PAGE EXTRACT:
----

Thread Rating:
  • 0 Vote(s) - 0 Average
  • 1
  • 2
  • 3
  • 4
  • 5
Hi! So I have Ubuntu installed with the latest version of Perl, Sqlite 3 and the Taparip repository. Help me, Obi-Wan Kenobi. You're my only hope.
RE: Taparip
Do you have cpanm installed? Or just cpan? Those are the module installers. Both will work, just cpan is a little older and more uh, interactive.
"Kitto daijoubu da yo." - Sakura Kinomoto
RE: Taparip
Hm running instmodsh shows I have cpanminus installed. I change that if needed.
RE: Taparip
Then try running what's there in the readme:
sudo cpanm Mojo::UserAgent Carp DBI Date::Manip

After that, you need to open up and start changing configuration.  I was lame and lazy, so you have to edit it directly.  Maybe if I ever decide to care enough I can make it an INI or YAML or something.  Anyway, you need to edit this section:

$domain should link to the path of the forum you're trying to rip.  Change the URL to your forum.
$apipath is probably still the same -- it will break right away if run and you'll know it if it's wrong, and then I'd actually have to look.
$dbfile is where you save the output.  Pick some directory you can write to.  Or just use sudo, lol (this software makes no warranty for any purpose lol)
The next one you should set is $endtopic.  Get the thread number of the most recent thread from the URLs around the forum.
$repeat_thread is well... okay, this is how the software works:  Within the list of thread numbers, it jumps around at random to simulate organic traffic.  Therefore someone looking at server logs won't think it's obvious they're getting crawled.  However, if you restart the script, the order will be re-randomized, so it might try to download threads you've already downloaded.  If it's set to 0, you get everything once.  If 1, you can get threads again -- most useful when you need to pick up new posts.
$delay - 2 seconds seems like we're not trying to murder their servers, right?
$verbose - you like words, don't you?
$username and $password -- If there are private forums you're trying to capture, you'll need this.  I believe someone said it worked.  However, I migrated this forum without needing to login, since it's all public.
$authorz - um, some guy added this to my script later, leave it alone I guess.

perl -c will check the code compilation without running anything, so you can check to see we have all the modules and you didn't mess up syntax before actually running it.
"Kitto daijoubu da yo." - Sakura Kinomoto
RE: Taparip
Man, I forgot about how you saved our forum with that, Lab. Much kudos, once again.

Though I still need to go through and repost a bunch of my fiction that got horribly munged in the serial migrations. I'm pretty sure it was all crapatalk's fault, anyhow.
Yasuri Nanami is my number one waifu, if only because she would horribly murder all the others if they didn't shut up and toe the line.

----

SUPPLIED ENTRIES:

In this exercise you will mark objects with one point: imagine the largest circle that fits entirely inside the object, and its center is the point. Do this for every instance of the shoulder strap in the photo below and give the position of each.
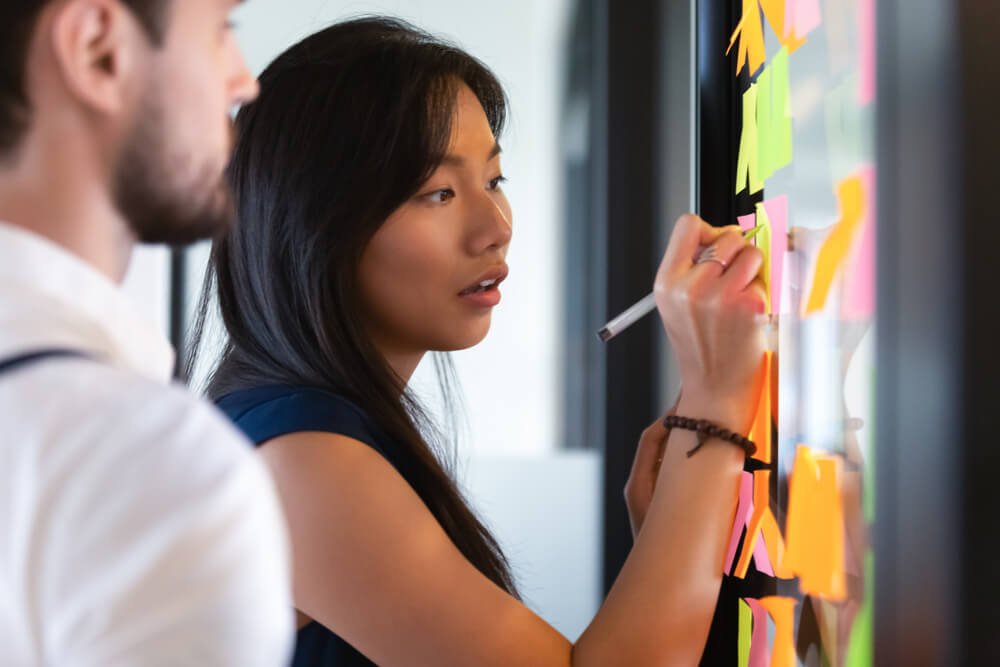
(12, 363)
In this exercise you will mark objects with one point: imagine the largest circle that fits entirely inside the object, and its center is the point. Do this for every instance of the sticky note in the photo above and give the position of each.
(777, 218)
(761, 559)
(761, 491)
(763, 241)
(762, 524)
(760, 653)
(744, 508)
(831, 257)
(775, 545)
(860, 646)
(746, 627)
(776, 13)
(748, 161)
(859, 283)
(866, 51)
(774, 121)
(815, 526)
(826, 618)
(760, 429)
(782, 612)
(750, 34)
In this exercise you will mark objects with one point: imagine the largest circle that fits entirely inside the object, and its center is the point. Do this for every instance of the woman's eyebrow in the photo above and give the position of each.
(459, 161)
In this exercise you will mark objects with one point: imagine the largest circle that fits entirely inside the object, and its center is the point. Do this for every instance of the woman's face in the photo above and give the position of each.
(430, 275)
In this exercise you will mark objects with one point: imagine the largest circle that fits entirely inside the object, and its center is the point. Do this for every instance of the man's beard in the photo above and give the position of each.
(165, 197)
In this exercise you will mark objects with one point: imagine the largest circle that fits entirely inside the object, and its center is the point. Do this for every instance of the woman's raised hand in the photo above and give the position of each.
(710, 299)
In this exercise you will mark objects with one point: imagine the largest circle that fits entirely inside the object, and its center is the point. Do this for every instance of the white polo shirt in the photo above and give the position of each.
(137, 527)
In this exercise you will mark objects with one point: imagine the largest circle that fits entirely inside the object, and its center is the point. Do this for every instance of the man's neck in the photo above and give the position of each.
(52, 200)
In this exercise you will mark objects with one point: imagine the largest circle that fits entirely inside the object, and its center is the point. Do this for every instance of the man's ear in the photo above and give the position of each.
(97, 44)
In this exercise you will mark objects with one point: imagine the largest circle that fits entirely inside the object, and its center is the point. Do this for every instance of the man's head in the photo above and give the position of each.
(143, 88)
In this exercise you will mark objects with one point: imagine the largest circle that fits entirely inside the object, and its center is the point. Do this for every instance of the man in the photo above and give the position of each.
(136, 526)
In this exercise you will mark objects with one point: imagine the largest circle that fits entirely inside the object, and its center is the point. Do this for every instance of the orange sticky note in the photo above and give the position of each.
(815, 526)
(748, 161)
(750, 34)
(776, 14)
(782, 611)
(760, 430)
(850, 192)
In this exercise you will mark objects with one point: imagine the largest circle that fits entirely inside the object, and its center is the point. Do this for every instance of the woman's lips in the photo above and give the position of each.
(483, 299)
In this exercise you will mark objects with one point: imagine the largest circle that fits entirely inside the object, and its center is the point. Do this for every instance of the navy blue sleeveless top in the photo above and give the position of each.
(268, 412)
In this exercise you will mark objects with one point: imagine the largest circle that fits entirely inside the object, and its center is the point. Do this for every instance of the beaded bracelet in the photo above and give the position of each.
(707, 430)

----

LIST OF TASKS:
A - In the Taparip forum thread, what happens when $repeat_thread is set to 0?
B - Pick up the Taparip forum thread after its final line and carry it on.

SET OF ANSWERS:
A - You get every thread once.

B -
"They did not care about all the other attempts wizards had made on the Lone Power through history; as far as a computer is concerned, there is no program that cannot be debugged, or at worst, rewritten."
-Diane Duane, High Wizardry

"If our friendship depends on things like space and time, we've destroyed our own brotherhood! But overcome space, and all we have left is Here. Overcome time, and all we have left is Now. And in the middle of Here and Now, don't you think that we might see each other once or twice?"
-Richard Bach, Jonathan Livingston Seagull
RE: Taparip
(07-25-2020, 04:31 AM)Black Aeronaut Wrote: Man, I forgot about how you saved our forum with that, Lab.  Much kudos, once again.

Though I still need to go through and repost a bunch of my fiction that got horribly munged in the serial migrations.  I'm pretty sure it was all crapatalk's fault, anyhow.

Some of it was my fault, most of it was their fault.  I still have the originals in HTML form if you want me to give it another go.  Before I had to a chance to screw it up, but after they did.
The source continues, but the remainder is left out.